## Given records
════════════════

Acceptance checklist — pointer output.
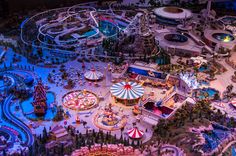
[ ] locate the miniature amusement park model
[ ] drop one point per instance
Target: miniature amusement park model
(109, 119)
(129, 78)
(40, 99)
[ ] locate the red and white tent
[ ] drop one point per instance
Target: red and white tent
(135, 133)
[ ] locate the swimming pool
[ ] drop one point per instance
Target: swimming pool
(145, 73)
(209, 91)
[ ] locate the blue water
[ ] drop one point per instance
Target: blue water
(27, 107)
(214, 137)
(1, 83)
(145, 73)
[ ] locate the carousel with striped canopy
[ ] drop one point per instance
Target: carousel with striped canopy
(135, 133)
(93, 75)
(127, 93)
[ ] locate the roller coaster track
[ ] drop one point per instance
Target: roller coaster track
(18, 123)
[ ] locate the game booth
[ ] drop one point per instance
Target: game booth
(128, 93)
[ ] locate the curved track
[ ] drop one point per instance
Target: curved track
(10, 117)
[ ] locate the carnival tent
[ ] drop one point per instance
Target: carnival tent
(199, 60)
(135, 133)
(127, 90)
(93, 75)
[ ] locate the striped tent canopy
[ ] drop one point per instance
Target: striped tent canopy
(135, 133)
(93, 75)
(233, 102)
(127, 90)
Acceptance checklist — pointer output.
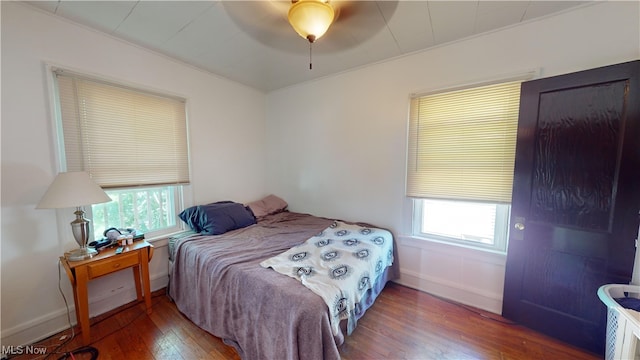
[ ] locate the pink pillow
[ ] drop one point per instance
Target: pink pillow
(267, 206)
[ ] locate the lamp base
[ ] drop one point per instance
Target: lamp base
(80, 254)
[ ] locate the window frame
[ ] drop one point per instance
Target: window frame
(501, 228)
(503, 213)
(178, 203)
(182, 192)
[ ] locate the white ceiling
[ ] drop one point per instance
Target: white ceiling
(251, 41)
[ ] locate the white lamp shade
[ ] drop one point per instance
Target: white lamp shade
(311, 18)
(72, 189)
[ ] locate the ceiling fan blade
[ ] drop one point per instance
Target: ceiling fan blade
(266, 22)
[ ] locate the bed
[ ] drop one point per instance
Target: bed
(227, 284)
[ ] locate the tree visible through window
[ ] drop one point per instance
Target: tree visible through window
(132, 142)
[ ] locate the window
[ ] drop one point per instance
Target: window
(482, 225)
(149, 210)
(133, 143)
(460, 161)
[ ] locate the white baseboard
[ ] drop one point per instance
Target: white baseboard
(44, 326)
(463, 294)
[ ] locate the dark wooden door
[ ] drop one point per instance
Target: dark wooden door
(576, 196)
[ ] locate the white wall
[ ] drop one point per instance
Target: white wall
(226, 125)
(336, 147)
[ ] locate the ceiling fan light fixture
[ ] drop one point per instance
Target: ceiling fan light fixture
(311, 18)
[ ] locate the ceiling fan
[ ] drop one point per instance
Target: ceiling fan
(353, 23)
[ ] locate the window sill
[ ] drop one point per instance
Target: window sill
(451, 247)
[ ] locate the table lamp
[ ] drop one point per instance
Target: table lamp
(75, 189)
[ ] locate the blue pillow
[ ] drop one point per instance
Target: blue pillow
(217, 218)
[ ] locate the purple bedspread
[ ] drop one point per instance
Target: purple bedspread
(217, 282)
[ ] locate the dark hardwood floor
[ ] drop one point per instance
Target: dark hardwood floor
(402, 324)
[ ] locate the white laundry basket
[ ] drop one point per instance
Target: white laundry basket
(618, 324)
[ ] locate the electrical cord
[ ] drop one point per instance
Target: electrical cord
(84, 349)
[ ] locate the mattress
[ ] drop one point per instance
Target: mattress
(218, 283)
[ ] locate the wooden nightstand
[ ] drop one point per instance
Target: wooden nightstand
(136, 256)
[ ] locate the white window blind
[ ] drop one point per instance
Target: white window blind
(462, 144)
(121, 136)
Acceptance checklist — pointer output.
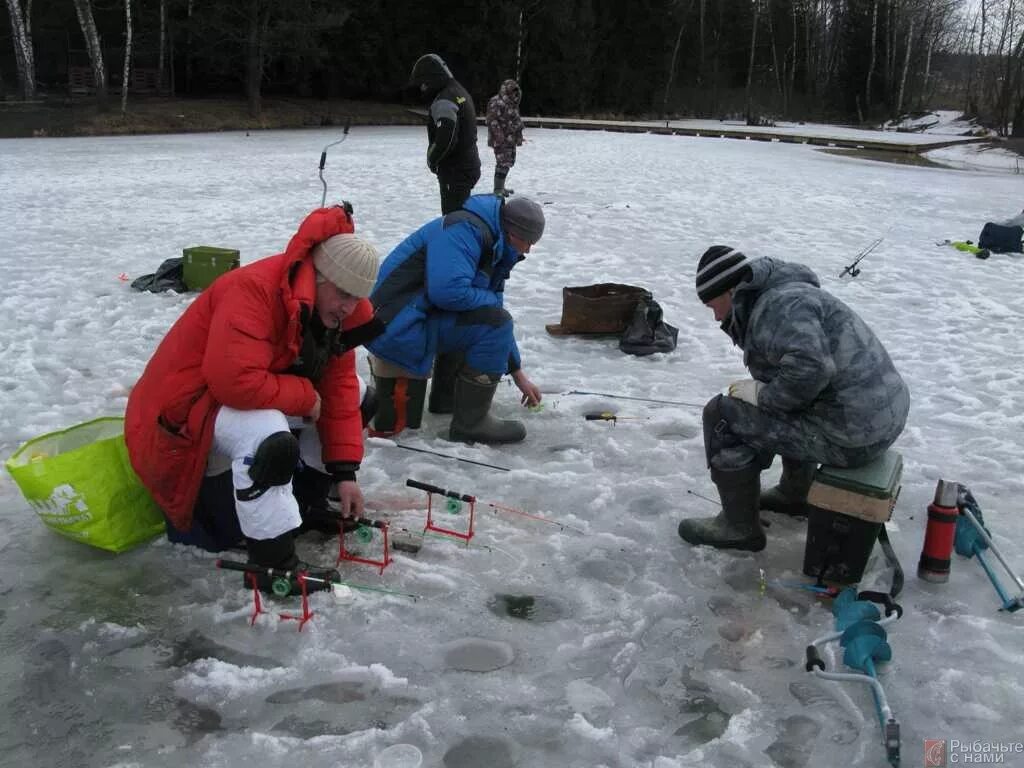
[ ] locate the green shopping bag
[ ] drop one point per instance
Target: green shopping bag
(81, 484)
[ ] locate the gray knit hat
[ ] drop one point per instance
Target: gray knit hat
(721, 267)
(523, 218)
(348, 262)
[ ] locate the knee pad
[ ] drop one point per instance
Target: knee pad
(275, 460)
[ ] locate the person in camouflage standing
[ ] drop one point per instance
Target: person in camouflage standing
(504, 131)
(823, 390)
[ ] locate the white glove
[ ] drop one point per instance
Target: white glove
(745, 389)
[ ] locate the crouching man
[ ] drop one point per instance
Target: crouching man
(823, 390)
(440, 292)
(263, 354)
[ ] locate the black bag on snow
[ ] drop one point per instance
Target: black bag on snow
(169, 276)
(1000, 239)
(647, 332)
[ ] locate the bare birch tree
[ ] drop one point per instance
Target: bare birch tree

════════════════

## Task requirements
Each line of the data that holds the word "bare" should be copied.

## Your response
[ ] locate the bare birch tree
Target: bare birch tree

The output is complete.